(Entries taken from a collection)
----

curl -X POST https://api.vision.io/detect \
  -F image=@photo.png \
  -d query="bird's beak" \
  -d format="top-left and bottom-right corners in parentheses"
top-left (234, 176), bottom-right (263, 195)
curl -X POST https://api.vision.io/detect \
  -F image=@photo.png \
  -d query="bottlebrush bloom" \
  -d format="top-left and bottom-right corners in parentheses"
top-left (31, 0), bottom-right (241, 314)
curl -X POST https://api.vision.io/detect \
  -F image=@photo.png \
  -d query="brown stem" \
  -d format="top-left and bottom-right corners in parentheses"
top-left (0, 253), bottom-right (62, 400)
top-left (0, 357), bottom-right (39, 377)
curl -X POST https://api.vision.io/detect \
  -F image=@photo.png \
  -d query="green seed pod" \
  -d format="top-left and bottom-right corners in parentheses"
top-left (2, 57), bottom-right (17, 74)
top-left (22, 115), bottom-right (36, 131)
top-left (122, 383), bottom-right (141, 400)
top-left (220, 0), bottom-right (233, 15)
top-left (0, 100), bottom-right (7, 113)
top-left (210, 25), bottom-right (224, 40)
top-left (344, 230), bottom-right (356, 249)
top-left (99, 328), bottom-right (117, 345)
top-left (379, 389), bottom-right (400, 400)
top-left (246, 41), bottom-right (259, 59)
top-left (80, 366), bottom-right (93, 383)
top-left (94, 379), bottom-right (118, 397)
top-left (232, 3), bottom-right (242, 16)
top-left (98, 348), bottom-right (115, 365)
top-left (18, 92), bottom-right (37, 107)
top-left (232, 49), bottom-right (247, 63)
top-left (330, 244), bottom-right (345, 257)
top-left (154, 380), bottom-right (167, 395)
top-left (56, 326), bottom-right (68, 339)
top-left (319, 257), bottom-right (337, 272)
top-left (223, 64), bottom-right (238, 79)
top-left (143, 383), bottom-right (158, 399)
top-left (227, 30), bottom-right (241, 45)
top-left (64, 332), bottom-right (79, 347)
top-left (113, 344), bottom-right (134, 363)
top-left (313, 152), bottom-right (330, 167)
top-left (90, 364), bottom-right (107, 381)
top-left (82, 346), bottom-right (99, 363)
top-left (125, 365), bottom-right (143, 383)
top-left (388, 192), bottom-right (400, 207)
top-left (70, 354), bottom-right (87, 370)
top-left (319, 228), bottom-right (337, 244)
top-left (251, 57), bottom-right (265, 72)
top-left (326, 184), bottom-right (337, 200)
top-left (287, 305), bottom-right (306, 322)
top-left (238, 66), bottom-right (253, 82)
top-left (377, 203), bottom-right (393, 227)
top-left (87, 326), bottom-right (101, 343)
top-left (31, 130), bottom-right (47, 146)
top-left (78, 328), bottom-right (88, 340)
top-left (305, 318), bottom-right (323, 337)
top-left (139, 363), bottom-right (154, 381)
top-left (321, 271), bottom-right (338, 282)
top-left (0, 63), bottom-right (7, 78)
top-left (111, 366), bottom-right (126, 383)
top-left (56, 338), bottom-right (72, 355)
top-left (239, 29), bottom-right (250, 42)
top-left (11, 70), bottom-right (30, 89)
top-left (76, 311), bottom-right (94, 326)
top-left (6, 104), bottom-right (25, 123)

----

What the task requires >> Once more, give all the records exactly as they were written.

Response below >>
curl -X POST https://api.vision.io/detect \
  -F image=@photo.png \
  -d query="bird's beak" \
  -d format="top-left and bottom-right corners in parentheses"
top-left (234, 176), bottom-right (263, 195)
curl -X POST https://api.vision.io/detect \
  -F image=@photo.png \
  -d query="bottlebrush bloom" \
  -d format="top-left and bottom-right corners in parentheses"
top-left (31, 0), bottom-right (241, 314)
curl -X POST https://api.vision.io/detect \
  -F image=@photo.png \
  -d query="brown stem" \
  -d format="top-left and bottom-right corners in parentheses"
top-left (0, 253), bottom-right (62, 400)
top-left (0, 357), bottom-right (39, 377)
curl -X POST https://api.vision.io/detect \
  -F image=@photo.png \
  -d query="green seed pod" \
  -d format="top-left and bottom-right corners in parentheses"
top-left (2, 57), bottom-right (17, 74)
top-left (22, 115), bottom-right (36, 131)
top-left (122, 383), bottom-right (141, 400)
top-left (220, 0), bottom-right (233, 15)
top-left (0, 100), bottom-right (7, 113)
top-left (210, 25), bottom-right (224, 40)
top-left (344, 230), bottom-right (356, 249)
top-left (99, 328), bottom-right (117, 345)
top-left (379, 389), bottom-right (400, 400)
top-left (246, 41), bottom-right (259, 59)
top-left (80, 366), bottom-right (93, 383)
top-left (94, 379), bottom-right (118, 397)
top-left (232, 3), bottom-right (242, 16)
top-left (98, 348), bottom-right (115, 365)
top-left (18, 92), bottom-right (37, 107)
top-left (232, 49), bottom-right (247, 63)
top-left (330, 244), bottom-right (345, 257)
top-left (154, 380), bottom-right (167, 395)
top-left (56, 326), bottom-right (68, 339)
top-left (319, 257), bottom-right (337, 272)
top-left (223, 64), bottom-right (238, 79)
top-left (143, 383), bottom-right (158, 399)
top-left (227, 30), bottom-right (241, 45)
top-left (64, 332), bottom-right (79, 347)
top-left (113, 344), bottom-right (134, 363)
top-left (313, 152), bottom-right (330, 167)
top-left (90, 364), bottom-right (107, 381)
top-left (82, 346), bottom-right (99, 363)
top-left (125, 365), bottom-right (143, 383)
top-left (388, 192), bottom-right (400, 207)
top-left (70, 354), bottom-right (87, 370)
top-left (319, 228), bottom-right (337, 244)
top-left (251, 57), bottom-right (265, 72)
top-left (326, 184), bottom-right (337, 200)
top-left (287, 305), bottom-right (306, 322)
top-left (238, 66), bottom-right (253, 82)
top-left (377, 203), bottom-right (393, 227)
top-left (87, 326), bottom-right (101, 343)
top-left (31, 130), bottom-right (47, 146)
top-left (78, 328), bottom-right (88, 340)
top-left (305, 318), bottom-right (323, 337)
top-left (139, 363), bottom-right (154, 381)
top-left (321, 271), bottom-right (338, 282)
top-left (0, 63), bottom-right (7, 78)
top-left (111, 366), bottom-right (126, 383)
top-left (56, 338), bottom-right (72, 355)
top-left (239, 29), bottom-right (250, 42)
top-left (11, 70), bottom-right (30, 89)
top-left (76, 311), bottom-right (94, 326)
top-left (6, 104), bottom-right (25, 123)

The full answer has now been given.